● What is expected:
How many lines in the rows below contain the word "photo"? Reply with the number alone.

— BEGIN Dataset content —

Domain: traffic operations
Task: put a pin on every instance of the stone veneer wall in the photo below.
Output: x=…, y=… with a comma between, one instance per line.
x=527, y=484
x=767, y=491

— END Dataset content —
— BEGIN Dataset content —

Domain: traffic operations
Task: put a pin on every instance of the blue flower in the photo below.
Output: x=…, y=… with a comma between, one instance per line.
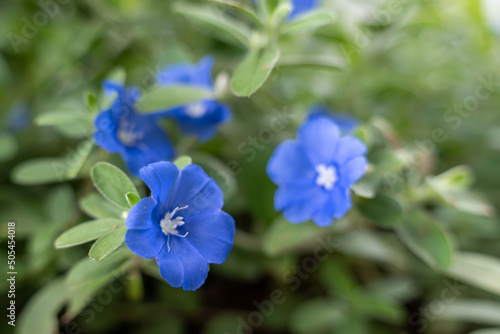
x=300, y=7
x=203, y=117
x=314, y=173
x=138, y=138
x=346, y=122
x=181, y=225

— END Dataset content —
— BEGIN Dataset content —

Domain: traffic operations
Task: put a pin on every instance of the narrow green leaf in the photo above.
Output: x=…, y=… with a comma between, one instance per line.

— END Dataset content —

● The completed task:
3